#### EXTRACTED DATA:
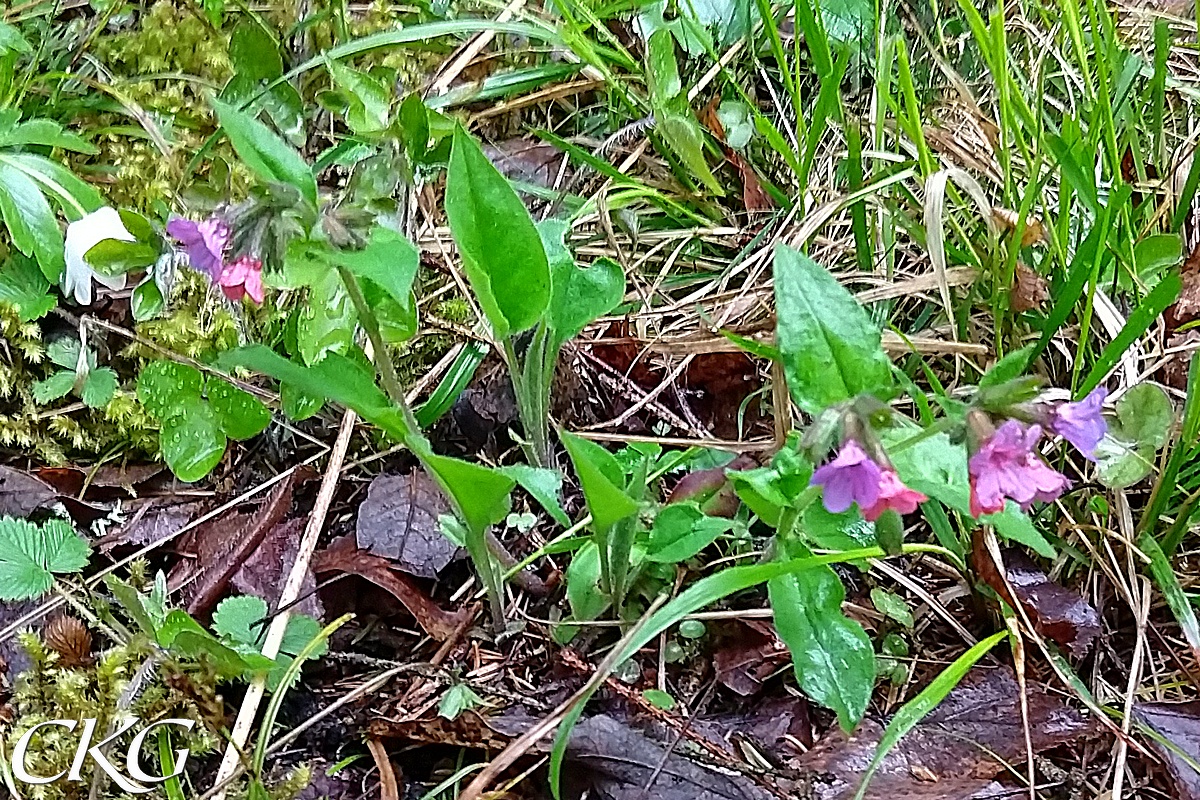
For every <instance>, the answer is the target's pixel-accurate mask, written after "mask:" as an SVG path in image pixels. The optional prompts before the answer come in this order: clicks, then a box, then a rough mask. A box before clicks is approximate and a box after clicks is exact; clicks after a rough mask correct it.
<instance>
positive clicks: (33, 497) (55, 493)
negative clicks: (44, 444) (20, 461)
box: [0, 467, 59, 517]
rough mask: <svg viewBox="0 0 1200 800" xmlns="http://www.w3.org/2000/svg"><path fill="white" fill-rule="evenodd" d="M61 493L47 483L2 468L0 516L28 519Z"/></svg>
mask: <svg viewBox="0 0 1200 800" xmlns="http://www.w3.org/2000/svg"><path fill="white" fill-rule="evenodd" d="M58 495H59V493H58V492H55V491H54V488H53V487H50V485H49V483H47V482H46V481H42V480H38V479H37V477H34V476H32V475H30V474H29V473H23V471H20V470H19V469H12V468H11V467H0V516H7V517H28V516H29V515H31V513H34V512H35V511H37V510H38V509H41V507H42V506H44V505H49V504H50V503H53V501H54V500H55V499H56V498H58Z"/></svg>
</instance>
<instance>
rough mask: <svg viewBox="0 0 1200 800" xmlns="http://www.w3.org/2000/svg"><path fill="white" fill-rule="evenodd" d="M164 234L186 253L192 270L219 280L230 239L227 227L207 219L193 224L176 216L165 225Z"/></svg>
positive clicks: (211, 218) (188, 262)
mask: <svg viewBox="0 0 1200 800" xmlns="http://www.w3.org/2000/svg"><path fill="white" fill-rule="evenodd" d="M167 233H168V234H170V235H172V236H174V237H175V239H178V240H179V242H180V243H181V245H182V246H184V249H186V251H187V260H188V263H190V264H191V265H192V269H193V270H197V271H198V272H204V273H205V275H208V276H209V278H211V279H212V281H216V279H217V278H220V277H221V272H222V270H223V269H224V252H226V249H227V248H228V247H229V236H230V231H229V225H227V224H226V223H224V221H223V219H220V218H218V217H209V218H208V219H204V221H203V222H192V221H191V219H184V218H180V217H176V218H174V219H172V221H170V222H168V223H167Z"/></svg>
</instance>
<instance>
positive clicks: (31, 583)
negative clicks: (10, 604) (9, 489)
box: [0, 517, 91, 601]
mask: <svg viewBox="0 0 1200 800" xmlns="http://www.w3.org/2000/svg"><path fill="white" fill-rule="evenodd" d="M90 554H91V546H90V545H89V543H88V542H86V540H84V539H83V537H82V536H79V534H77V533H76V531H74V528H72V527H71V525H70V524H68V523H66V522H64V521H61V519H49V521H47V522H44V523H42V524H41V525H35V524H34V523H31V522H29V521H28V519H14V518H12V517H0V600H5V601H20V600H34V599H36V597H40V596H42V595H43V594H46V593H47V591H49V590H50V587H53V585H54V575H55V573H58V575H65V573H68V572H78V571H80V570H82V569H83V567H85V566H86V565H88V557H89V555H90Z"/></svg>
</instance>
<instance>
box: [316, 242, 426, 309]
mask: <svg viewBox="0 0 1200 800" xmlns="http://www.w3.org/2000/svg"><path fill="white" fill-rule="evenodd" d="M317 258H320V259H323V260H325V261H326V263H328V264H330V265H334V266H342V267H346V269H347V270H349V271H350V272H352V273H353V275H354V276H355V277H358V278H364V279H366V281H370V282H371V283H373V284H376V285H378V287H379V288H380V289H382V290H383V291H384V293H385V294H386V295H388V296H389V297H391V300H394V301H395V302H397V303H400V305H401V306H402V307H403V308H406V309H409V311H410V313H412V314H413V315H414V317H415V314H416V302H415V299H414V297H413V281H415V279H416V270H418V267H419V266H420V264H421V254H420V252H419V251H418V249H416V246H414V245H413V242H410V241H408V239H406V237H404V236H402V235H400V234H398V233H396V231H395V230H391V229H390V228H384V227H383V225H376V227H374V228H372V229H371V239H370V240H368V241H367V245H366V247H364V248H362V249H334V248H331V247H329V248H322V249H319V251H317Z"/></svg>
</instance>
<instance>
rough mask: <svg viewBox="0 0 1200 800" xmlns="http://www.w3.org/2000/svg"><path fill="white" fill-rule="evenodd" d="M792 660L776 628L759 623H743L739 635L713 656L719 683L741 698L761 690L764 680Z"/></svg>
mask: <svg viewBox="0 0 1200 800" xmlns="http://www.w3.org/2000/svg"><path fill="white" fill-rule="evenodd" d="M788 661H791V656H790V655H788V652H787V645H786V644H784V643H782V642H781V640H780V638H779V636H776V634H775V628H774V627H773V626H770V625H768V624H766V622H761V621H758V620H743V621H742V622H740V624H739V625H738V627H737V628H736V633H734V634H733V636H732V637H731V638H730V639H728V640H727V642H726V643H724V644H722V645H721V646H720V648H719V649H718V650H716V652H714V654H713V669H714V670H715V672H716V680H719V681H721V684H722V685H725V686H727V687H728V688H730V690H732V691H733V692H736V693H738V694H740V696H742V697H751V696H754V694H757V693H758V692H760V691H762V685H763V681H764V680H767V678H769V676H770V675H772V674H774V673H775V672H776V670H779V668H780V667H781V666H782V664H785V663H787V662H788Z"/></svg>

#### YOUR GOAL:
In transcribing the listing, keep each word as it is and drop the pictures.

#### ANSWER SECTION:
For every <instance>, the answer is the target's pixel-accurate mask, written after "mask:" as an SVG path in image pixels. The optional prompts before the answer come in this order: clicks, then a box, then a rough mask. A box before clicks is approximate and a box after clicks is exact; clicks after a rough mask correct it.
<instance>
positive clicks: (33, 497) (55, 493)
negative clicks: (44, 444) (20, 461)
box: [0, 467, 59, 517]
rough mask: <svg viewBox="0 0 1200 800" xmlns="http://www.w3.org/2000/svg"><path fill="white" fill-rule="evenodd" d="M61 493L47 483L2 468L0 516L28 519Z"/></svg>
mask: <svg viewBox="0 0 1200 800" xmlns="http://www.w3.org/2000/svg"><path fill="white" fill-rule="evenodd" d="M58 495H59V493H58V492H55V491H54V488H53V487H50V485H49V483H47V482H46V481H42V480H38V479H37V477H34V476H32V475H30V474H29V473H23V471H20V470H19V469H12V468H11V467H0V516H7V517H28V516H29V515H31V513H34V512H35V511H37V510H38V509H41V507H42V506H44V505H49V504H50V503H53V501H54V500H55V499H56V498H58Z"/></svg>
</instance>
<instance>
rough mask: <svg viewBox="0 0 1200 800" xmlns="http://www.w3.org/2000/svg"><path fill="white" fill-rule="evenodd" d="M164 234L186 253L192 270L219 280L230 239L227 227L207 219L193 224L176 216L165 225Z"/></svg>
positive clicks: (211, 218) (188, 262)
mask: <svg viewBox="0 0 1200 800" xmlns="http://www.w3.org/2000/svg"><path fill="white" fill-rule="evenodd" d="M167 233H168V234H170V235H172V236H174V237H175V239H178V240H179V242H180V243H181V245H182V246H184V249H186V251H187V260H188V263H190V264H191V265H192V269H193V270H197V271H198V272H204V273H205V275H208V276H209V278H211V279H212V281H216V279H217V278H220V277H221V272H222V270H223V269H224V252H226V249H227V248H228V247H229V236H230V231H229V225H227V224H226V223H224V221H223V219H220V218H218V217H209V218H208V219H204V221H203V222H192V221H191V219H184V218H180V217H176V218H174V219H172V221H170V222H168V223H167Z"/></svg>
</instance>
<instance>
positive clicks: (31, 583)
negative clicks: (10, 604) (9, 489)
box: [0, 517, 91, 601]
mask: <svg viewBox="0 0 1200 800" xmlns="http://www.w3.org/2000/svg"><path fill="white" fill-rule="evenodd" d="M90 554H91V546H90V545H89V543H88V542H86V540H84V539H83V537H82V536H79V534H77V533H76V531H74V528H72V527H71V525H70V524H68V523H66V522H64V521H61V519H49V521H47V522H44V523H42V524H41V525H35V524H34V523H31V522H29V521H28V519H14V518H12V517H0V600H5V601H20V600H34V599H36V597H40V596H42V595H43V594H46V593H47V591H49V590H50V587H53V585H54V575H55V573H58V575H65V573H68V572H78V571H80V570H82V569H83V567H85V566H86V565H88V557H89V555H90Z"/></svg>
</instance>
<instance>
box: [316, 242, 426, 309]
mask: <svg viewBox="0 0 1200 800" xmlns="http://www.w3.org/2000/svg"><path fill="white" fill-rule="evenodd" d="M317 258H320V259H323V260H325V261H326V263H328V264H330V265H334V266H342V267H346V269H347V270H349V271H350V272H352V273H353V275H354V276H355V277H358V278H364V279H366V281H370V282H371V283H373V284H376V285H378V287H379V288H380V289H382V290H383V291H384V293H385V294H386V295H388V296H389V297H391V300H394V301H395V302H397V303H400V305H401V306H402V307H403V308H406V309H409V311H410V313H412V314H413V315H414V317H415V314H416V302H415V299H414V297H413V281H415V279H416V270H418V267H419V266H420V264H421V254H420V252H419V251H418V249H416V246H414V245H413V242H410V241H408V239H406V237H404V236H402V235H400V234H398V233H396V231H395V230H391V229H390V228H384V227H383V225H376V227H374V228H372V229H371V239H370V240H368V241H367V245H366V247H364V248H362V249H334V248H331V247H329V248H322V249H319V251H317Z"/></svg>
</instance>
<instance>
rough mask: <svg viewBox="0 0 1200 800" xmlns="http://www.w3.org/2000/svg"><path fill="white" fill-rule="evenodd" d="M792 660L776 628L759 623H743L739 635L713 656L719 683L741 698L761 690L764 680Z"/></svg>
mask: <svg viewBox="0 0 1200 800" xmlns="http://www.w3.org/2000/svg"><path fill="white" fill-rule="evenodd" d="M788 661H791V656H790V655H788V652H787V645H786V644H784V643H782V642H781V640H780V638H779V636H776V634H775V628H774V627H773V626H770V625H768V624H766V622H761V621H758V620H743V621H742V622H740V624H739V625H738V627H737V628H736V633H734V634H733V636H732V637H731V638H730V639H728V640H727V642H726V643H724V644H722V645H721V646H720V648H719V649H718V650H716V652H714V654H713V669H714V670H715V672H716V680H719V681H721V684H722V685H725V686H727V687H728V688H730V690H732V691H733V692H736V693H738V694H740V696H742V697H751V696H754V694H757V693H758V692H760V691H762V685H763V681H764V680H767V678H769V676H770V675H772V674H774V673H775V672H776V670H779V668H780V667H781V666H782V664H785V663H787V662H788Z"/></svg>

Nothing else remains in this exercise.